Aim. Please rewrite the rows starting at the line that contains "of the honey" and ending at the line that contains "Query: honey bee", changing "even-odd" to "nonzero" and leaving everything else as it is. Give only those lines.

The data.
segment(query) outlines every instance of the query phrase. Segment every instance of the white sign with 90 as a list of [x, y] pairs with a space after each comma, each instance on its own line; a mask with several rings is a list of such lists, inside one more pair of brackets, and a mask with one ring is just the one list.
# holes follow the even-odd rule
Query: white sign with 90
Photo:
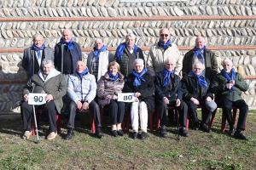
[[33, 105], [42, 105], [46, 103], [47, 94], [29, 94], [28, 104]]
==
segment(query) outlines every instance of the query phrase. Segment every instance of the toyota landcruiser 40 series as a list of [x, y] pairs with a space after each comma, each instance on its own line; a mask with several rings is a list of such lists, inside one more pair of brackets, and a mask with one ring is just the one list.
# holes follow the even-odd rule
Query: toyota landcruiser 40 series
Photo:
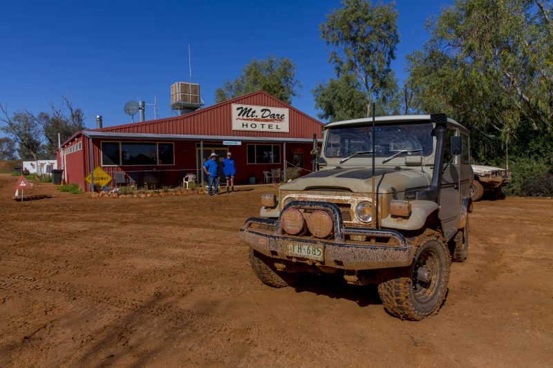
* * *
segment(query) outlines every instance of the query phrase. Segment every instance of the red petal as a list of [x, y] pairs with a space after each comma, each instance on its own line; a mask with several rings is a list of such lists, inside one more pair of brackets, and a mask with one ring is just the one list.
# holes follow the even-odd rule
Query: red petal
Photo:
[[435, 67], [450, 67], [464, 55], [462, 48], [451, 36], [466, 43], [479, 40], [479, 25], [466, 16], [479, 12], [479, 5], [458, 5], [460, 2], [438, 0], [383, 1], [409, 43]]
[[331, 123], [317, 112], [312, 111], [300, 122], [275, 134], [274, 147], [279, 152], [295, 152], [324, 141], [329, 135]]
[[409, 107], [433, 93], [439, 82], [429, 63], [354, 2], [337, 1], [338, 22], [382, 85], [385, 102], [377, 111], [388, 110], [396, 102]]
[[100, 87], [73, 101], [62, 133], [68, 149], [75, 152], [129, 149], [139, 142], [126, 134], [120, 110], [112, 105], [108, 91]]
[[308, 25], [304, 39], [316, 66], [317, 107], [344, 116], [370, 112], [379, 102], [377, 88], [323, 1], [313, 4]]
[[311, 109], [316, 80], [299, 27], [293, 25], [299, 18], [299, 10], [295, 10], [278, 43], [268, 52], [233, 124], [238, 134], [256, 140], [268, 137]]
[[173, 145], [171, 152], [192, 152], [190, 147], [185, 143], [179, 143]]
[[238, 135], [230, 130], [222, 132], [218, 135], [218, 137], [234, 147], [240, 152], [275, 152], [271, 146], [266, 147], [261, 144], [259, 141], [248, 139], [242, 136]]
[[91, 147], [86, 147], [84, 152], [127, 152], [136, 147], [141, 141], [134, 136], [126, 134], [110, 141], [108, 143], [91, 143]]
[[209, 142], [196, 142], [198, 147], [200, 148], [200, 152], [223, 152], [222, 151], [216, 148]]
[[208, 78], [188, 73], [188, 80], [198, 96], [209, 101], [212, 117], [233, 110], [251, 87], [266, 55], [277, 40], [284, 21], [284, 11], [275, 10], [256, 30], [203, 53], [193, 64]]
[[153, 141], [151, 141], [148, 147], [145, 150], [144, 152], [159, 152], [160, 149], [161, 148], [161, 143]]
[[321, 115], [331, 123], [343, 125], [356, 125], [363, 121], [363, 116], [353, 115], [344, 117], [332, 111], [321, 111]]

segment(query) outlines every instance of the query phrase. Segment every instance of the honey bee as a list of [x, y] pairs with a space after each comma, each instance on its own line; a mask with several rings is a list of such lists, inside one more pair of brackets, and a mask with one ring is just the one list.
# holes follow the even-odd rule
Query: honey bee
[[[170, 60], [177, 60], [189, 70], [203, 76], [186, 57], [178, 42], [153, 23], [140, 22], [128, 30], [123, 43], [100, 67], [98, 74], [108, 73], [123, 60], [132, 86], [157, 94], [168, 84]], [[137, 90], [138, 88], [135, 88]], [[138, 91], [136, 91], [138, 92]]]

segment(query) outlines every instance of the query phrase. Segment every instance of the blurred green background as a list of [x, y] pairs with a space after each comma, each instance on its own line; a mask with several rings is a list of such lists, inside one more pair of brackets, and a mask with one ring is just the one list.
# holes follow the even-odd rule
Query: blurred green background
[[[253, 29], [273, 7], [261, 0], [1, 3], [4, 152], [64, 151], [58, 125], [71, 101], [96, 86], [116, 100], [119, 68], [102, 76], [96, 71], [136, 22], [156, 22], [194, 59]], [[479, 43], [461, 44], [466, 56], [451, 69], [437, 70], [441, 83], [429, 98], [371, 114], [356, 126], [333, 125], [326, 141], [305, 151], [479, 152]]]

Result of the task.
segment(query) outlines every instance of the query phrase. Segment every instance of the honey bee as a list of [x, y] pairs with a space after each comma, each instance on its own line; a mask with several rings is a list of such lists, inside one more pair of brackets, and a mask with one ring is just the one list.
# holes follow the nonzero rule
Query: honey bee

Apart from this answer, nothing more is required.